Objective:
Transcribe the lines of the listing below without any changes, from the line with "Target: small rock" to the line with "[(103, 156), (106, 159), (109, 159), (109, 154), (104, 154)]", including both of those lines.

Image region outline records:
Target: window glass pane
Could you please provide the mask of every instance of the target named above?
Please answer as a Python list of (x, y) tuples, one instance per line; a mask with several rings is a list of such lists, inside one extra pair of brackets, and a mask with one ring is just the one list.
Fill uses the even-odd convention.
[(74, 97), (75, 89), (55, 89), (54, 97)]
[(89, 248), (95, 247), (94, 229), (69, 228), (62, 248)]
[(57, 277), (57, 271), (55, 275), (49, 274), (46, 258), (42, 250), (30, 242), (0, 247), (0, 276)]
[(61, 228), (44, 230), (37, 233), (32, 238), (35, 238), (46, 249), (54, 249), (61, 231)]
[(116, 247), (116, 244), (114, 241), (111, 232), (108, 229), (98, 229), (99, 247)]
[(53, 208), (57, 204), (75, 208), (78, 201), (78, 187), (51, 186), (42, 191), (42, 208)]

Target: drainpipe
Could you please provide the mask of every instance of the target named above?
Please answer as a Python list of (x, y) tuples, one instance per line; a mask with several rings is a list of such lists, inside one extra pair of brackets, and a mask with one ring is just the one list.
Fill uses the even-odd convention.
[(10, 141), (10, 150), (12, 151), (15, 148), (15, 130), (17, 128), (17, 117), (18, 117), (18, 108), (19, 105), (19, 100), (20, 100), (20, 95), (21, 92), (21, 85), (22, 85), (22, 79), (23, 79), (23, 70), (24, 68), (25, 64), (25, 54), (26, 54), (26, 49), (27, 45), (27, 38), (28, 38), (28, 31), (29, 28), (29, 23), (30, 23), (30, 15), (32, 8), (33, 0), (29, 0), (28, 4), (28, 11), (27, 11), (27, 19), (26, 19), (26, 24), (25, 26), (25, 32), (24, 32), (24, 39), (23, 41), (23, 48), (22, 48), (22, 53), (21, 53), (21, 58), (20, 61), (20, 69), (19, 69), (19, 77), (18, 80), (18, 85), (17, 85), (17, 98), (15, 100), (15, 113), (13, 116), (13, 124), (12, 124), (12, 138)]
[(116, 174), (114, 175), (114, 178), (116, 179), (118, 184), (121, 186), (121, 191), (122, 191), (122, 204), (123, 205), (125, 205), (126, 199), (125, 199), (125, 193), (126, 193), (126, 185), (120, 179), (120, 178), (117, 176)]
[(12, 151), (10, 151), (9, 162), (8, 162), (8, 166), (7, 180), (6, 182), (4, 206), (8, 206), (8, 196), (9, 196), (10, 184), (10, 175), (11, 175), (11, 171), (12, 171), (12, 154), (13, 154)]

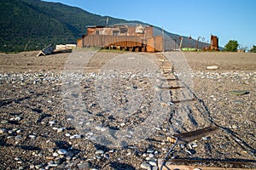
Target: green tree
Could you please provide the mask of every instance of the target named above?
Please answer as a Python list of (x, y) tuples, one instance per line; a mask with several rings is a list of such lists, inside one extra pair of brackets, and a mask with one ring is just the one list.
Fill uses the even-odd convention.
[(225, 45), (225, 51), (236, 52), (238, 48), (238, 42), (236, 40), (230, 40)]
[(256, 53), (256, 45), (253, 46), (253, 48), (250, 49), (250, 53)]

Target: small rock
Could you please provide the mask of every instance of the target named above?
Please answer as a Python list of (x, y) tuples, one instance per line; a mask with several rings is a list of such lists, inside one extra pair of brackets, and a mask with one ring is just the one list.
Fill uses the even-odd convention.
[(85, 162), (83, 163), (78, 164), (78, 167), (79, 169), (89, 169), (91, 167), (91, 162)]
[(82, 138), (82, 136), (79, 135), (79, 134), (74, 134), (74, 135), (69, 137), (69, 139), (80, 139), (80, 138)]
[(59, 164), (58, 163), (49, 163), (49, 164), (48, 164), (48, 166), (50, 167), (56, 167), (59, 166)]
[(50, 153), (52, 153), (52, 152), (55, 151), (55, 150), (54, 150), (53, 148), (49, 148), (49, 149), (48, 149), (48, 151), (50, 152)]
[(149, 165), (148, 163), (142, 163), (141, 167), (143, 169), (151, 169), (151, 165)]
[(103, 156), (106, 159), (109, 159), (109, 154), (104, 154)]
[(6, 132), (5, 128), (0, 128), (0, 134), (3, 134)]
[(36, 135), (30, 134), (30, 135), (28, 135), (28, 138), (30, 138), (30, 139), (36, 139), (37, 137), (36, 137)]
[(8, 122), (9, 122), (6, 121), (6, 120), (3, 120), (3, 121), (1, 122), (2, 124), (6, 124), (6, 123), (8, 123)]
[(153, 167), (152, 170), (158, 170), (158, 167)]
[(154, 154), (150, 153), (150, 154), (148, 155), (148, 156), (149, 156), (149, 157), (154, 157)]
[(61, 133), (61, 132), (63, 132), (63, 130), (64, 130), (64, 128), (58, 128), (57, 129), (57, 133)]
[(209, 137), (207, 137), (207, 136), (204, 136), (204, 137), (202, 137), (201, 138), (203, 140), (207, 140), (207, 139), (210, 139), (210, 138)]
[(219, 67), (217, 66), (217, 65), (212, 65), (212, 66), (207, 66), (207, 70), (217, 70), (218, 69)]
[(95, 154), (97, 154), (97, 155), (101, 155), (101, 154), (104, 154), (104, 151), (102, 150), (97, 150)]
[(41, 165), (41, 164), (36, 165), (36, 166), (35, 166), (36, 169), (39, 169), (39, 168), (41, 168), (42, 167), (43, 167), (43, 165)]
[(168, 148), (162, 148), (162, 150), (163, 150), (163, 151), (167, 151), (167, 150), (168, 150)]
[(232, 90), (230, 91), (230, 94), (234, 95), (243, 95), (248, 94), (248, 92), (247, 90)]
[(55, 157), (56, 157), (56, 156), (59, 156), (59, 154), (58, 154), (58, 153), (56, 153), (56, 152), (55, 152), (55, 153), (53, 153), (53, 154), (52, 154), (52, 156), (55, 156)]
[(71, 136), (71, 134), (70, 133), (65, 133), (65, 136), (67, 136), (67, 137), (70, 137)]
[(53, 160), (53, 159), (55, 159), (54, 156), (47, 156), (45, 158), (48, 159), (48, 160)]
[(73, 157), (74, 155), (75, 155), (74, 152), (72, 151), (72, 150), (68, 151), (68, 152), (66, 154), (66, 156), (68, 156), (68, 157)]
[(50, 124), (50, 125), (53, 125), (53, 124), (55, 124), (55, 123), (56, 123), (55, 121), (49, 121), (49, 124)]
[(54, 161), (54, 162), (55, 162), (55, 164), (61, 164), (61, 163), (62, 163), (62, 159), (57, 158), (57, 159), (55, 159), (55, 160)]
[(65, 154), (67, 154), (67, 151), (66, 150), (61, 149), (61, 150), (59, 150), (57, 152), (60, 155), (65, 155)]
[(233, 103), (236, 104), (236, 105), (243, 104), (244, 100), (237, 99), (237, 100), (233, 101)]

---

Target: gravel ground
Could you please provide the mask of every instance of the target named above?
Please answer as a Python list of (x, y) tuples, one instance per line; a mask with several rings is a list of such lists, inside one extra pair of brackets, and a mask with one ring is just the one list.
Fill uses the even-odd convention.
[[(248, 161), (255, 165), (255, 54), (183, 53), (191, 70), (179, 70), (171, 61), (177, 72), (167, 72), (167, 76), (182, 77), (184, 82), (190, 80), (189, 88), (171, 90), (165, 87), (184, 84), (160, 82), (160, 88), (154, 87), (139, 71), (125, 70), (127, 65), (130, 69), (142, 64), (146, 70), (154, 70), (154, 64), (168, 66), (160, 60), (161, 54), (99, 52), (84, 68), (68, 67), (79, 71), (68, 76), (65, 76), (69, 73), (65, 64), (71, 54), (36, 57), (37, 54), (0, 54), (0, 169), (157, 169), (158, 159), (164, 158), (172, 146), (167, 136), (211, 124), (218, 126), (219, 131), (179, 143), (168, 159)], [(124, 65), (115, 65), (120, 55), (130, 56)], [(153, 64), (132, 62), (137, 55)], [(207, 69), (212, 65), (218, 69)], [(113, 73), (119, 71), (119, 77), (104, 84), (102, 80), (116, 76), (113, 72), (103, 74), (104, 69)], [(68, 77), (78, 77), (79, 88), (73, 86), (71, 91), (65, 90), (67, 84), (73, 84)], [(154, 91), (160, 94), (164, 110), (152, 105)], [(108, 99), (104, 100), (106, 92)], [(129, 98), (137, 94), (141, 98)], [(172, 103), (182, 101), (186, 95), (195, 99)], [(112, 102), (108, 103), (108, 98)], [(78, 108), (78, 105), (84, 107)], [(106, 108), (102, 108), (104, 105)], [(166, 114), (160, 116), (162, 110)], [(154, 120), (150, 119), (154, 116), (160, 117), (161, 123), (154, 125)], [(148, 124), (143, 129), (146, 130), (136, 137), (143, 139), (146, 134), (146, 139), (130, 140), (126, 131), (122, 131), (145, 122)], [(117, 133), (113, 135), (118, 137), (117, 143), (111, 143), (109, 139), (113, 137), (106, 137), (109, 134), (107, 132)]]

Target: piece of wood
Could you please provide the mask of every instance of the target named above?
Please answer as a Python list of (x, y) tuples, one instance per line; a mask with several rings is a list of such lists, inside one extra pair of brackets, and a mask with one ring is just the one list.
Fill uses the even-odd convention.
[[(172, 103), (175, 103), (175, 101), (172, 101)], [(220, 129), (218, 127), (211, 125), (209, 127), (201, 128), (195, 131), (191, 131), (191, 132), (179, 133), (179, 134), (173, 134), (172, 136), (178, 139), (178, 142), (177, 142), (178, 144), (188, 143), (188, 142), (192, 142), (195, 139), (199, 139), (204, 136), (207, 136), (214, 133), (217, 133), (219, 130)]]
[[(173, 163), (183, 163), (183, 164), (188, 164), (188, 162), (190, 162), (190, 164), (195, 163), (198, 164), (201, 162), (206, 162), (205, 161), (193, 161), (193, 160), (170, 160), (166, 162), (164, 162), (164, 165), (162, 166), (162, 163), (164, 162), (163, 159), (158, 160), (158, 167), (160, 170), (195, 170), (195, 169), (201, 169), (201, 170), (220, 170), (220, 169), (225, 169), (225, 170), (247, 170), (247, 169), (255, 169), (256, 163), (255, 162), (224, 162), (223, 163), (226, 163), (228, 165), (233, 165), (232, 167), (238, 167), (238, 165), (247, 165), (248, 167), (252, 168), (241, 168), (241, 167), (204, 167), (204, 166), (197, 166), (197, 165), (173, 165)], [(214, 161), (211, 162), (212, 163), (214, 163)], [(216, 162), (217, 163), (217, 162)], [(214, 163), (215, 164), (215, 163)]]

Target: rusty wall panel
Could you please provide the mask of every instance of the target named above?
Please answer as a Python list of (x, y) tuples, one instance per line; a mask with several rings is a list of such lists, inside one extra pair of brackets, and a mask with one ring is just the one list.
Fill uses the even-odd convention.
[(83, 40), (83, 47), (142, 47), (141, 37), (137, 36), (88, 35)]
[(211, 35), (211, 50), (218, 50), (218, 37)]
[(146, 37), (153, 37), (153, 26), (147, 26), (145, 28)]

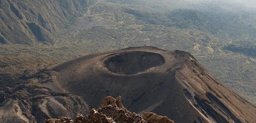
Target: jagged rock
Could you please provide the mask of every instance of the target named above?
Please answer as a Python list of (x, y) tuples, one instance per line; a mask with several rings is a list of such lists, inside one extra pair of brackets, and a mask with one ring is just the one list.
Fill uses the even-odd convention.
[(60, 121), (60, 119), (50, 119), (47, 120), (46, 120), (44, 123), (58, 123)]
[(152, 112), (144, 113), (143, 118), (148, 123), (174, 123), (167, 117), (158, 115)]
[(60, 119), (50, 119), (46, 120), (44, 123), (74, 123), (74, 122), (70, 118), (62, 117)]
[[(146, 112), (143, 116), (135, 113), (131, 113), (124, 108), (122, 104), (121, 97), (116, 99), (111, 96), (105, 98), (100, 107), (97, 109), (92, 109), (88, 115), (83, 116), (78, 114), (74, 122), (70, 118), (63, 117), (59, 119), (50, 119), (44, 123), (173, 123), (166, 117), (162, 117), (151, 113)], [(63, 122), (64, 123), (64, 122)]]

* * *

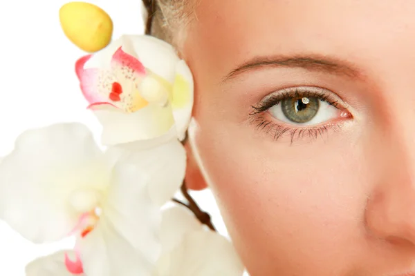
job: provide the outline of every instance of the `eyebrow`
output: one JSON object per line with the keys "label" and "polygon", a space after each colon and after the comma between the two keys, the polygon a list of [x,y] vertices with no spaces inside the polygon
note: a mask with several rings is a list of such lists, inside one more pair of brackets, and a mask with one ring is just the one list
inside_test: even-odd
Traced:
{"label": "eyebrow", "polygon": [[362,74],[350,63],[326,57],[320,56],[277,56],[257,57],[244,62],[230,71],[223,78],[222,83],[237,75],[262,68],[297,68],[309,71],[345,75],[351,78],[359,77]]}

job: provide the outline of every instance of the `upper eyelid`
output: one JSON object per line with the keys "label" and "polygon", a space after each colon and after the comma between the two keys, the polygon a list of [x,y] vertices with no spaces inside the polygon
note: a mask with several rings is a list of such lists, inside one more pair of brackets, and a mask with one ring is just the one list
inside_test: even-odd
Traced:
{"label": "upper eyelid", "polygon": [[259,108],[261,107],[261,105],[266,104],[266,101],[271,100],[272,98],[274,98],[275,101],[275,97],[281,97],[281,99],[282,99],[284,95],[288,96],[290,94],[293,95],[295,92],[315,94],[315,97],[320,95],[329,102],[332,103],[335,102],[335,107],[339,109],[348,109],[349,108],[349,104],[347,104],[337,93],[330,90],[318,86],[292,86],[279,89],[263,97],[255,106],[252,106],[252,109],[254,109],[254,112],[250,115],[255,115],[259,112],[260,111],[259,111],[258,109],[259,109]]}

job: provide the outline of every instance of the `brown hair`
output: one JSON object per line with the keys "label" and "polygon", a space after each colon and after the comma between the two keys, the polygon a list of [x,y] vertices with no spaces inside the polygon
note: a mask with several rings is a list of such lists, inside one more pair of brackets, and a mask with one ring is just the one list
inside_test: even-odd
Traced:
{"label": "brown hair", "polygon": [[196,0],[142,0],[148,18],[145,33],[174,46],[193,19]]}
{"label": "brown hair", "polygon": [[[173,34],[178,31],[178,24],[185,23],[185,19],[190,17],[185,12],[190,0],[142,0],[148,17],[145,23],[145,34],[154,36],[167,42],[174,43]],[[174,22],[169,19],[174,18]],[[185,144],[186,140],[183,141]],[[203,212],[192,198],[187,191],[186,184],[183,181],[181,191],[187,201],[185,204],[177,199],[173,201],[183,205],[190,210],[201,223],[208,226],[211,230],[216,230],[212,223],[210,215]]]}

Answer below:
Target: small rock
Could you please provide the mask of every instance of the target named above?
Please answer as a Python list of (x, y) tuples, one instance per line; a mask with several rings is a list of such lists, inside one extra pair of brackets, and a mask with one ring is just the one list.
Fill uses the even-odd convention.
[(85, 162), (83, 163), (78, 164), (78, 167), (79, 169), (89, 169), (91, 167), (91, 162)]
[(82, 138), (82, 136), (79, 135), (79, 134), (74, 134), (74, 135), (69, 137), (69, 139), (80, 139), (80, 138)]
[(59, 164), (58, 163), (49, 163), (49, 164), (48, 164), (48, 166), (50, 167), (56, 167), (59, 166)]
[(50, 153), (52, 153), (52, 152), (55, 151), (55, 150), (54, 150), (53, 148), (49, 148), (49, 149), (48, 149), (48, 151), (50, 152)]
[(149, 165), (148, 163), (142, 163), (141, 167), (143, 169), (151, 169), (151, 165)]
[(103, 156), (106, 159), (109, 159), (109, 154), (104, 154)]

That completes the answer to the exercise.